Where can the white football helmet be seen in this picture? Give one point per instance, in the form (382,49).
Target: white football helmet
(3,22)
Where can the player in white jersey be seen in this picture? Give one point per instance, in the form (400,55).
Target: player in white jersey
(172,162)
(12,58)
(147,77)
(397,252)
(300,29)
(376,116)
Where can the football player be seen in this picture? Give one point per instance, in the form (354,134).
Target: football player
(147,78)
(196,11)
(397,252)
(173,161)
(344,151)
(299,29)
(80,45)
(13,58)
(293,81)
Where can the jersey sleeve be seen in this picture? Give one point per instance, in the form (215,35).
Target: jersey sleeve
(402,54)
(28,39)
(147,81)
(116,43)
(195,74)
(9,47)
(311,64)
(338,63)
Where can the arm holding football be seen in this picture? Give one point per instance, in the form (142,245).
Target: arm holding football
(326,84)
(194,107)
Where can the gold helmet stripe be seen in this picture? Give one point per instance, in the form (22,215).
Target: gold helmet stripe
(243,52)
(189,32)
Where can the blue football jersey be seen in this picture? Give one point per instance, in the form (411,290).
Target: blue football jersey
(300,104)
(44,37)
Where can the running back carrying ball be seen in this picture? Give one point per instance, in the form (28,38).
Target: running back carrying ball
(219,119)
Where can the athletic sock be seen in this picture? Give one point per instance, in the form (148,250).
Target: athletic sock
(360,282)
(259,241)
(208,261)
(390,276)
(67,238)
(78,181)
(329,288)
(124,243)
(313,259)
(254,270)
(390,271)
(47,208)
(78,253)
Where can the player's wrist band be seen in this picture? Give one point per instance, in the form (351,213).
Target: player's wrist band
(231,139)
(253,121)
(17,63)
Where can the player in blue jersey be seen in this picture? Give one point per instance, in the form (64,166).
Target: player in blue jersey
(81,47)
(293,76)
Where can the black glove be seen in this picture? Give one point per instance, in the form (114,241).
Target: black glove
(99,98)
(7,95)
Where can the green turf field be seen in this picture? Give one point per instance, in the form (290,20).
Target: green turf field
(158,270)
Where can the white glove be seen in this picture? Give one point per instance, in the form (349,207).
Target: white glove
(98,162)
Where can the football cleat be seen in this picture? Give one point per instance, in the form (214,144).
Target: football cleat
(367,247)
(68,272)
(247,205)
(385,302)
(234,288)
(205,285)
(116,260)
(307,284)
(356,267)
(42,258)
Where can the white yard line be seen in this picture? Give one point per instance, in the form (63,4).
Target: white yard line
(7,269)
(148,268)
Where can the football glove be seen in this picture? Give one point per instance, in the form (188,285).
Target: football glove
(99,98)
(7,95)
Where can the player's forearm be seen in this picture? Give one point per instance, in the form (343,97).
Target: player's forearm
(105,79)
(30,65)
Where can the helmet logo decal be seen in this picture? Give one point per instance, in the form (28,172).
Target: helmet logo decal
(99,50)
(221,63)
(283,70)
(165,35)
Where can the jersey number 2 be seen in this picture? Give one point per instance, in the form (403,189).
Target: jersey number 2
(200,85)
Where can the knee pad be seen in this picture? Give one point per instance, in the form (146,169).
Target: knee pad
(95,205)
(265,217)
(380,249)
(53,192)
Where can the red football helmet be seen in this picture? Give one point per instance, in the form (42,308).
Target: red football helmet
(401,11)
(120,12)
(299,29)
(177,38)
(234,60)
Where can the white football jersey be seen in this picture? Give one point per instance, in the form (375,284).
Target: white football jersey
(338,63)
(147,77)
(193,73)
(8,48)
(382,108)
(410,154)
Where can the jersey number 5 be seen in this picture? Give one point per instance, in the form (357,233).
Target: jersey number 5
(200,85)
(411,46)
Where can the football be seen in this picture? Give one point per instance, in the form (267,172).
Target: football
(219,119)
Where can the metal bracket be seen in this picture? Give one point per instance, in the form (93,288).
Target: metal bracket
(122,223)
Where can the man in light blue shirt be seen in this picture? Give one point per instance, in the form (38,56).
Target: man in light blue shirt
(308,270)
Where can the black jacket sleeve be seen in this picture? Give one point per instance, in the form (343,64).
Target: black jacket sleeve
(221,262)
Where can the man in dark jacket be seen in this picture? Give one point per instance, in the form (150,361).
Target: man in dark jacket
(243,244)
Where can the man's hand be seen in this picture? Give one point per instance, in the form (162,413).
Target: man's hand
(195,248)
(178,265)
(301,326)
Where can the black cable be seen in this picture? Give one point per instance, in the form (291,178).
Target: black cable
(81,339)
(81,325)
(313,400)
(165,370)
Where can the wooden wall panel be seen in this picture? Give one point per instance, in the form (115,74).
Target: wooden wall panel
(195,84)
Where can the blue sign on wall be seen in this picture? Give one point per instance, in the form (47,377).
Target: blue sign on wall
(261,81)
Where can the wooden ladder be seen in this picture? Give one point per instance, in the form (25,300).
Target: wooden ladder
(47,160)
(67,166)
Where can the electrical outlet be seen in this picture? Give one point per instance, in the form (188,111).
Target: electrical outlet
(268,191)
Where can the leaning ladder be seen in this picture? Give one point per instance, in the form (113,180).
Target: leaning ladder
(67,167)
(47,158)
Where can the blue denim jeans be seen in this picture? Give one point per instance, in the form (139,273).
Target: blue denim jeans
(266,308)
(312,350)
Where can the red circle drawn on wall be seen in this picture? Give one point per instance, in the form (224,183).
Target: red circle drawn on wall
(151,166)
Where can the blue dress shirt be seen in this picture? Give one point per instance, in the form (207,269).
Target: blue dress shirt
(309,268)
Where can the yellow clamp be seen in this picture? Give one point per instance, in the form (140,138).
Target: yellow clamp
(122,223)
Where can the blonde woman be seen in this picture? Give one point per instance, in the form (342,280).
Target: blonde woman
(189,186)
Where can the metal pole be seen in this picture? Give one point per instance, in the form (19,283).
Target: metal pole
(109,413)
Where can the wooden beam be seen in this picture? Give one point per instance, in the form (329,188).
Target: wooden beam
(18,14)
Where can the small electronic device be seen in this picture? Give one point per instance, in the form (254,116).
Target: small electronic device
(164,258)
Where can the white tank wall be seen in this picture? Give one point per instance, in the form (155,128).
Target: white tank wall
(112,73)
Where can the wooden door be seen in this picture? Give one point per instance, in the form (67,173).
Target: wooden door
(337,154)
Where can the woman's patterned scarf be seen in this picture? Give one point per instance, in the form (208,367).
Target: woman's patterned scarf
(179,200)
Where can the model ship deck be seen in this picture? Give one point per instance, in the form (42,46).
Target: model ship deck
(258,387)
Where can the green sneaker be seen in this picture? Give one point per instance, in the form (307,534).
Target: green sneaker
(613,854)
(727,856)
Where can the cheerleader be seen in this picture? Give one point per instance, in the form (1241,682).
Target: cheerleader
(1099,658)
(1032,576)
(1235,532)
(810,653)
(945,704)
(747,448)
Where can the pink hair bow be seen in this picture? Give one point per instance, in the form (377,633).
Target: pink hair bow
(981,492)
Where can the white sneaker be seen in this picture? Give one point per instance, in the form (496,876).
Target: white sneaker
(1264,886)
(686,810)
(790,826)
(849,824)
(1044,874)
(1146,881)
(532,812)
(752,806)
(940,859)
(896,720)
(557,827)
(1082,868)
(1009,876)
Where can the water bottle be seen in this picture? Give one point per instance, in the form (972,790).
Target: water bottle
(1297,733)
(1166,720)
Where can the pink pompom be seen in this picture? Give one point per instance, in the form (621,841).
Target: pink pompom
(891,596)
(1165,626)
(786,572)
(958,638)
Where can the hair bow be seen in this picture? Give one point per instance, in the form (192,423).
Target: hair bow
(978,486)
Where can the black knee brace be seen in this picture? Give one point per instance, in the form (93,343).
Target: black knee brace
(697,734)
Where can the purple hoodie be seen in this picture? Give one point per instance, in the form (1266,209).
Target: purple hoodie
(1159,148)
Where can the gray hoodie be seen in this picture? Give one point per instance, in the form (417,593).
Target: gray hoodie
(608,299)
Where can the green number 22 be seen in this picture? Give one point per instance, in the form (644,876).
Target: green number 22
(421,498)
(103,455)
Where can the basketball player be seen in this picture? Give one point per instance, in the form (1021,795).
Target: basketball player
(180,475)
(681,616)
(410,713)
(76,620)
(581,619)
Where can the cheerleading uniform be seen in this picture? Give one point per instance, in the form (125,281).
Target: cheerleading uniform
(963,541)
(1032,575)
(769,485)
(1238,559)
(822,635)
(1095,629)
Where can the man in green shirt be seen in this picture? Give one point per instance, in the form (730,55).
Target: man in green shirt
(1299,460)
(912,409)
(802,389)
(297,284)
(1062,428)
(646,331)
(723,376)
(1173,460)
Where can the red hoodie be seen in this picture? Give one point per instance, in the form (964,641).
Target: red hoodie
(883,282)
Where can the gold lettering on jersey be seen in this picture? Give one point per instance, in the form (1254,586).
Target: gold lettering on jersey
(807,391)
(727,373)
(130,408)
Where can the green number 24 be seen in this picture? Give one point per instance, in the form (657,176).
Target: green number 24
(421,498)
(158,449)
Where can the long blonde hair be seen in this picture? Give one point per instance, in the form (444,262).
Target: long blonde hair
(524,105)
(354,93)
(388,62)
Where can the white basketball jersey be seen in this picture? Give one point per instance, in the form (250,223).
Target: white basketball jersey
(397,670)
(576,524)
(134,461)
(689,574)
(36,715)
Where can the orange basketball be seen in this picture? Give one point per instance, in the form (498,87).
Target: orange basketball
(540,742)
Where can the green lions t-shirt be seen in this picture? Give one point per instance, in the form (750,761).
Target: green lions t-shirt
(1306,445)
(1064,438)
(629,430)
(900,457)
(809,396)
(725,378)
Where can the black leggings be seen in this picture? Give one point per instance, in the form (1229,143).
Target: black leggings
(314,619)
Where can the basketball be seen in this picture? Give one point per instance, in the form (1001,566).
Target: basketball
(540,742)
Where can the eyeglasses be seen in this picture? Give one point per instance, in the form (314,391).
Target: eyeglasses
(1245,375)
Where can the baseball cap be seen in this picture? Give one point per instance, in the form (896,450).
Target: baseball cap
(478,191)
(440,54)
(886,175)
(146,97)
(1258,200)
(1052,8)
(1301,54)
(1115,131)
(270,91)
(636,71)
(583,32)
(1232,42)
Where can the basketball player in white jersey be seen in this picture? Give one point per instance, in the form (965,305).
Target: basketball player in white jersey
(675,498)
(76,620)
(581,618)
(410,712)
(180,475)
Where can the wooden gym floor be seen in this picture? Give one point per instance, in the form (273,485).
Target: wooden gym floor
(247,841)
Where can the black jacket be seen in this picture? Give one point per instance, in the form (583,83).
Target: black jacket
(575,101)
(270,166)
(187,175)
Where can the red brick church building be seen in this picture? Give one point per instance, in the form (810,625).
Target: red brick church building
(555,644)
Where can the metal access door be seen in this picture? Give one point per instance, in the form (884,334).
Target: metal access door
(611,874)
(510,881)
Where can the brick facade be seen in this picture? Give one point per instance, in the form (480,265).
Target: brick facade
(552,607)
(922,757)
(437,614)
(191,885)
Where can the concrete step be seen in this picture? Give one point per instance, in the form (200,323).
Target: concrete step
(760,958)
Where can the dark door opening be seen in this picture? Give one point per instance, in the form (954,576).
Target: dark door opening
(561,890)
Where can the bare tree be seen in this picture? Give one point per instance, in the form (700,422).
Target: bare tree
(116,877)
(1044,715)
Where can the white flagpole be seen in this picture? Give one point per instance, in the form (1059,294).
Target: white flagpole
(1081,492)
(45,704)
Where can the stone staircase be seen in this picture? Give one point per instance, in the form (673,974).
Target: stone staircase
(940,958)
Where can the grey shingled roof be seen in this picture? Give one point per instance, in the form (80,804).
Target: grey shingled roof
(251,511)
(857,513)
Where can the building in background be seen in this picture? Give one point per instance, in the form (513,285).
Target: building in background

GOAL:
Rewrite the lines from the one containing "Where can the grey" through the end of the records, requests included, scaling every answer point coordinate by 1.7 and rounding to whole numbers, halves up. Leave the requests and their sample points unchanged.

OUTPUT FOR THIS TASK:
Where can the grey shingled roof be seen in this picture? Give one point per instance, in the form (80,804).
Target: grey shingled roof
(427,869)
(1457,872)
Where can the building in background be seen in this picture? Give one point per instance, in the form (513,285).
Target: building in background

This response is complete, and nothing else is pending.